----- Task input

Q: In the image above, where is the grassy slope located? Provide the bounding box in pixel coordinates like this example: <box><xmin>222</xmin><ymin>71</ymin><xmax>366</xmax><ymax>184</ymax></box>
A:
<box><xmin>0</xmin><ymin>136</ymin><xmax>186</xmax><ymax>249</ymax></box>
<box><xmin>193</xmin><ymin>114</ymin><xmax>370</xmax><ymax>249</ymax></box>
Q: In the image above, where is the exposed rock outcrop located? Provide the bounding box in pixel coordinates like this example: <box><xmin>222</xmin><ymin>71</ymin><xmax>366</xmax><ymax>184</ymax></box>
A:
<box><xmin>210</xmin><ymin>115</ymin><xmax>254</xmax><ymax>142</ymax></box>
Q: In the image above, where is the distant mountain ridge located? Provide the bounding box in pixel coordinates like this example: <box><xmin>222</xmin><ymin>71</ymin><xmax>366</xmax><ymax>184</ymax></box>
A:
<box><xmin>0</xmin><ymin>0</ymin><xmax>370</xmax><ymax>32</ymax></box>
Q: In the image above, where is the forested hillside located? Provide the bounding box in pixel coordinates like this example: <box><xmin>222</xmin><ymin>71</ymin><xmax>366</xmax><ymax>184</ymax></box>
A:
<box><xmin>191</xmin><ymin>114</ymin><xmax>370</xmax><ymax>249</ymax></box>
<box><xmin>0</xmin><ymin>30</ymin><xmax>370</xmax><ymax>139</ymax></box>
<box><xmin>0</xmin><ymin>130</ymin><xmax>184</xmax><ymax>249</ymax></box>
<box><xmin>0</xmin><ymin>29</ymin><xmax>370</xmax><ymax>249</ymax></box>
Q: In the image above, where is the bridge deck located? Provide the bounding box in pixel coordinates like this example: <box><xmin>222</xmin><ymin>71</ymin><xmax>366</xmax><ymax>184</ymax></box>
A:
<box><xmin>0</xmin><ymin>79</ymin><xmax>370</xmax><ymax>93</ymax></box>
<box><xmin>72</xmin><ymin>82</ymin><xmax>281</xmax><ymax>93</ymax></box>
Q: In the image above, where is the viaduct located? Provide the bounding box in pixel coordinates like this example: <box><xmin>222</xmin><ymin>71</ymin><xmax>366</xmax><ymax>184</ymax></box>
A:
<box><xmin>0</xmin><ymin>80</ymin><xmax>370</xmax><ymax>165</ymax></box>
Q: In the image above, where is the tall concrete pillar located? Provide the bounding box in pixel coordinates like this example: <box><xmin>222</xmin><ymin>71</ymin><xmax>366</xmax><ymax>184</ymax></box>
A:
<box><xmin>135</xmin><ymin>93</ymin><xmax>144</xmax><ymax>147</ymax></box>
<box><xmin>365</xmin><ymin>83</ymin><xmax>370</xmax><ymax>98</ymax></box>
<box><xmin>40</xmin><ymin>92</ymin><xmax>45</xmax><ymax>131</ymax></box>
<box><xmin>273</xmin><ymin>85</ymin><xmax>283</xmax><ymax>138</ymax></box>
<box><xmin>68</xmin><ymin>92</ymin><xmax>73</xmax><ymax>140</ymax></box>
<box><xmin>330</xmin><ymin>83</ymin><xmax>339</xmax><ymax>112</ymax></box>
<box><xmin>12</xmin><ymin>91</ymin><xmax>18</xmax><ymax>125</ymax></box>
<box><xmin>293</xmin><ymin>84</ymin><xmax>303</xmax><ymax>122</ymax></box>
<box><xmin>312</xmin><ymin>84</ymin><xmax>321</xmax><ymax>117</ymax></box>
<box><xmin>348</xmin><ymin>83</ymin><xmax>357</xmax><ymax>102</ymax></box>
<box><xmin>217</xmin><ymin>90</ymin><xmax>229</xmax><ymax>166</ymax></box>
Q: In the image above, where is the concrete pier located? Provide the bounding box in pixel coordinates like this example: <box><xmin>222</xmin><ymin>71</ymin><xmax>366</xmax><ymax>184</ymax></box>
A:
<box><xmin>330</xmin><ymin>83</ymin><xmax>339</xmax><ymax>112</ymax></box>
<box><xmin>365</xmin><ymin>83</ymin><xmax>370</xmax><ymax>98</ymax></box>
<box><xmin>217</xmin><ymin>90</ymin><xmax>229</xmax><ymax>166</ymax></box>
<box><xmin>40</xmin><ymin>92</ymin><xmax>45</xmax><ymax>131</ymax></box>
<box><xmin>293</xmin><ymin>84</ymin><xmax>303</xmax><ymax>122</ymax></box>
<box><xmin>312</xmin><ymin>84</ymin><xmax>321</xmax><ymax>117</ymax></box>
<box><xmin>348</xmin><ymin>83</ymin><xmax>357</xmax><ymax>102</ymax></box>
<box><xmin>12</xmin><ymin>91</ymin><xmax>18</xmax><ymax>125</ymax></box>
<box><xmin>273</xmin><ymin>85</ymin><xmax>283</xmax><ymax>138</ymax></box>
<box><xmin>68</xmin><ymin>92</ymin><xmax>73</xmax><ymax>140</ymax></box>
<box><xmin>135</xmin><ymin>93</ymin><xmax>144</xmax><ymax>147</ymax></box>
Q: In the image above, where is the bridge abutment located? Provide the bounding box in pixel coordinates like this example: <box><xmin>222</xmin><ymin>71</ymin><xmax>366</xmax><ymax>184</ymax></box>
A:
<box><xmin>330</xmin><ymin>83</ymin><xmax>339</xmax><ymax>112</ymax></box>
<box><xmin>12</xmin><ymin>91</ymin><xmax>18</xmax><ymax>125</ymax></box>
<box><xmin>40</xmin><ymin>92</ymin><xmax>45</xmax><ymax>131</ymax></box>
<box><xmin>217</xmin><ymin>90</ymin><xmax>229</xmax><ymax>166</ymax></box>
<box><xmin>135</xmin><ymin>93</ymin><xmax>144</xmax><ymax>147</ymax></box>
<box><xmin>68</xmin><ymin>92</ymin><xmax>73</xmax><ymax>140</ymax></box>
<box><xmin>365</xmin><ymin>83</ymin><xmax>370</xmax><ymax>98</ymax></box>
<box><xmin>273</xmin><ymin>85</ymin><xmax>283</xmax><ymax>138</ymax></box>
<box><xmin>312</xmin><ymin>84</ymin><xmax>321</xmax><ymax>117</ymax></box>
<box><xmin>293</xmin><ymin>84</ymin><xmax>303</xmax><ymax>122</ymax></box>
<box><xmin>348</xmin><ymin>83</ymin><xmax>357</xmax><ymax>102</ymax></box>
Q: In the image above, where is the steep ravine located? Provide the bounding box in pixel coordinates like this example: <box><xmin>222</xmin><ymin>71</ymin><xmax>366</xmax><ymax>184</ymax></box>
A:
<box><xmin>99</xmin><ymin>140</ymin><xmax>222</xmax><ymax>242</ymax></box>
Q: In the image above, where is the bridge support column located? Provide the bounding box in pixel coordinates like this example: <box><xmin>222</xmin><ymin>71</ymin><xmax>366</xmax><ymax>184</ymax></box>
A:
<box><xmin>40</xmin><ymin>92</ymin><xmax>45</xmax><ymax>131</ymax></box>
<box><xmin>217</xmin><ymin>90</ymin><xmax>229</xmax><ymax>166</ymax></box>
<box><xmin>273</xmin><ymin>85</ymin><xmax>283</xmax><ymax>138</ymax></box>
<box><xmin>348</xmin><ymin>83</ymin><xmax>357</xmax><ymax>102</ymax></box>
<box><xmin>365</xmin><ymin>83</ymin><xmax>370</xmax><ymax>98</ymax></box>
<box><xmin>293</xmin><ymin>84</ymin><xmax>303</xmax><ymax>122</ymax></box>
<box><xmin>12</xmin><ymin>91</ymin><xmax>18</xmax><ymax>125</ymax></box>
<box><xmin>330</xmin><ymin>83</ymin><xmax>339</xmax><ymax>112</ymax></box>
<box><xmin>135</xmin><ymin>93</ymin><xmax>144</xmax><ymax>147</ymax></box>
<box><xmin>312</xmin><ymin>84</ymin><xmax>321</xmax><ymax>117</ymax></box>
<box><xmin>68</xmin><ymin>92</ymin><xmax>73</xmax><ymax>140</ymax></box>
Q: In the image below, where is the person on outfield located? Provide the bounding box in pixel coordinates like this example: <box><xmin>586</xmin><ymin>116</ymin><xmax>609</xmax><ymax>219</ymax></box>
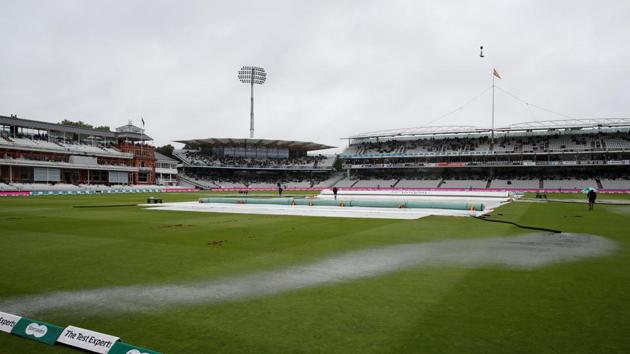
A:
<box><xmin>586</xmin><ymin>189</ymin><xmax>597</xmax><ymax>210</ymax></box>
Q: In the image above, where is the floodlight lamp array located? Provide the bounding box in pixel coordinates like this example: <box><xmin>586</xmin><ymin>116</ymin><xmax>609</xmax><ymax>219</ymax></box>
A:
<box><xmin>238</xmin><ymin>66</ymin><xmax>267</xmax><ymax>85</ymax></box>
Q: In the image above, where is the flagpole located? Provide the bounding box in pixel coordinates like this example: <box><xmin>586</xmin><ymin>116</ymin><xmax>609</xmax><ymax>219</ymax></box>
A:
<box><xmin>490</xmin><ymin>71</ymin><xmax>494</xmax><ymax>152</ymax></box>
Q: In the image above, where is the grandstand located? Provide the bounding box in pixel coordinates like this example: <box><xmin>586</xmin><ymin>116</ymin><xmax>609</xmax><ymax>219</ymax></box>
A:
<box><xmin>335</xmin><ymin>119</ymin><xmax>630</xmax><ymax>191</ymax></box>
<box><xmin>0</xmin><ymin>116</ymin><xmax>156</xmax><ymax>191</ymax></box>
<box><xmin>173</xmin><ymin>138</ymin><xmax>336</xmax><ymax>189</ymax></box>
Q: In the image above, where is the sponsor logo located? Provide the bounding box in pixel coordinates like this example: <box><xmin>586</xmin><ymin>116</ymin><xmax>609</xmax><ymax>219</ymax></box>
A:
<box><xmin>125</xmin><ymin>349</ymin><xmax>149</xmax><ymax>354</ymax></box>
<box><xmin>24</xmin><ymin>322</ymin><xmax>48</xmax><ymax>338</ymax></box>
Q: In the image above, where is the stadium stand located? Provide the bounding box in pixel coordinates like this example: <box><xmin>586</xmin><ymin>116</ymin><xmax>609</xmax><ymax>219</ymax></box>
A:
<box><xmin>337</xmin><ymin>119</ymin><xmax>630</xmax><ymax>190</ymax></box>
<box><xmin>0</xmin><ymin>115</ymin><xmax>156</xmax><ymax>191</ymax></box>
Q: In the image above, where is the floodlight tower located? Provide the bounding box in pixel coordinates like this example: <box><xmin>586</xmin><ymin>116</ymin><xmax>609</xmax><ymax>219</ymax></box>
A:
<box><xmin>238</xmin><ymin>66</ymin><xmax>267</xmax><ymax>138</ymax></box>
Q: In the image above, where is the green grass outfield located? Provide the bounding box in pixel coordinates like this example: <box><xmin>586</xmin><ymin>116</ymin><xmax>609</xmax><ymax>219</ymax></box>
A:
<box><xmin>0</xmin><ymin>193</ymin><xmax>630</xmax><ymax>354</ymax></box>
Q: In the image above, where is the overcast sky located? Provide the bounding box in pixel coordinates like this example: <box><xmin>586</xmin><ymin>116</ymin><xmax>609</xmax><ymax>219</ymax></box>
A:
<box><xmin>0</xmin><ymin>0</ymin><xmax>630</xmax><ymax>146</ymax></box>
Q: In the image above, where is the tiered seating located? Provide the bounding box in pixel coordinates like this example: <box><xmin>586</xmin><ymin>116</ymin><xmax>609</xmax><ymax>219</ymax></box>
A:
<box><xmin>396</xmin><ymin>179</ymin><xmax>442</xmax><ymax>188</ymax></box>
<box><xmin>439</xmin><ymin>179</ymin><xmax>488</xmax><ymax>188</ymax></box>
<box><xmin>543</xmin><ymin>179</ymin><xmax>597</xmax><ymax>189</ymax></box>
<box><xmin>354</xmin><ymin>179</ymin><xmax>398</xmax><ymax>188</ymax></box>
<box><xmin>600</xmin><ymin>178</ymin><xmax>630</xmax><ymax>189</ymax></box>
<box><xmin>334</xmin><ymin>177</ymin><xmax>357</xmax><ymax>188</ymax></box>
<box><xmin>0</xmin><ymin>137</ymin><xmax>125</xmax><ymax>156</ymax></box>
<box><xmin>490</xmin><ymin>179</ymin><xmax>540</xmax><ymax>189</ymax></box>
<box><xmin>10</xmin><ymin>183</ymin><xmax>81</xmax><ymax>191</ymax></box>
<box><xmin>605</xmin><ymin>138</ymin><xmax>630</xmax><ymax>150</ymax></box>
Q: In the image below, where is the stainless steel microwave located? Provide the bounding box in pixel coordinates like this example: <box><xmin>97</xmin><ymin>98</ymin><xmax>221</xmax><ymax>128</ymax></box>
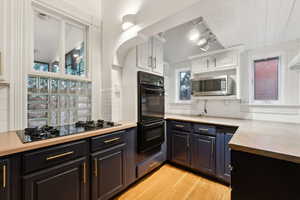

----------

→ **What the task requires**
Select and copy every line above that contains the word "outfield", matching case exactly.

→ **Result**
Q: In the image below, where is the person on outfield located? Provide the bounding box in pixel coordinates like this example: <box><xmin>586</xmin><ymin>116</ymin><xmax>609</xmax><ymax>219</ymax></box>
Q: In the image above, where is the green grass outfield located? Provide the bounding box in pixel coordinates like this example: <box><xmin>586</xmin><ymin>116</ymin><xmax>609</xmax><ymax>219</ymax></box>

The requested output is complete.